▸ **ABOUT THIS TASK**
Each record that follows must be given again without alteration.

[Stored items from a collection]
============

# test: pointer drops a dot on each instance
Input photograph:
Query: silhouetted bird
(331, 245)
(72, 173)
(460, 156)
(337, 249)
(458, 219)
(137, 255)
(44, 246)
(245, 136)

============

▸ **ANSWER SECTION**
# test: pointer drops a dot on each instance
Input photograph:
Query: silhouetted bird
(331, 245)
(72, 173)
(460, 156)
(337, 249)
(458, 219)
(137, 255)
(44, 246)
(245, 136)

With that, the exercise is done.